- [Material supplied]
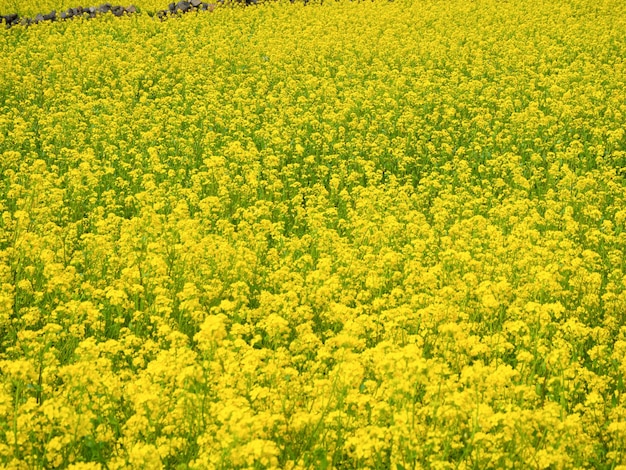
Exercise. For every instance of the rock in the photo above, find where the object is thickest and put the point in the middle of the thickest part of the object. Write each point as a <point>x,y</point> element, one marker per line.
<point>183,6</point>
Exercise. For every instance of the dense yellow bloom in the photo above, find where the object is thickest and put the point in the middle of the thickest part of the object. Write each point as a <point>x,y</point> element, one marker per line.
<point>340,235</point>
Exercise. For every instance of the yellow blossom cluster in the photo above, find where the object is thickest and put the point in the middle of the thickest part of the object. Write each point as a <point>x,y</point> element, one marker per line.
<point>335,235</point>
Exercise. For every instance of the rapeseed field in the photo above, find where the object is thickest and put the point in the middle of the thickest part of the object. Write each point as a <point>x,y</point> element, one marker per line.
<point>344,235</point>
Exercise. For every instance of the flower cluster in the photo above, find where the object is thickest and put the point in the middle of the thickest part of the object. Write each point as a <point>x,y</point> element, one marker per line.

- [Work to be completed]
The lines to quote run from the one containing "Exercise. For every instance of the dense" through the final line of the material above; please give them exactly, both ends included, and nothing else.

- [Answer to this exercise]
Exercise. For every instance of the dense yellow bloom in the photo above, find where the object is thickest and put the point in the middle of the thickest part of the object. Write each point as a <point>x,y</point> element, one marker per line.
<point>340,235</point>
Exercise. For every instance of the yellow blossom cluster in the photo above, find where the object is thickest and put the point in the middle of the thickest part of the object. Write each point as a <point>x,y</point> element, one marker per line.
<point>335,235</point>
Exercise. For every instance of the rapeseed field in the photo above, find where the object is thickest and put the point in the middle of the thickest part of the object. Write each point as a <point>x,y</point> element, one marker per line.
<point>344,235</point>
Exercise. For every instance of the flower cluster in the photo above, find where the object is thickest and put the point in the middle of the thickest part of the object. Write each point as a <point>x,y</point> element, one marker per line.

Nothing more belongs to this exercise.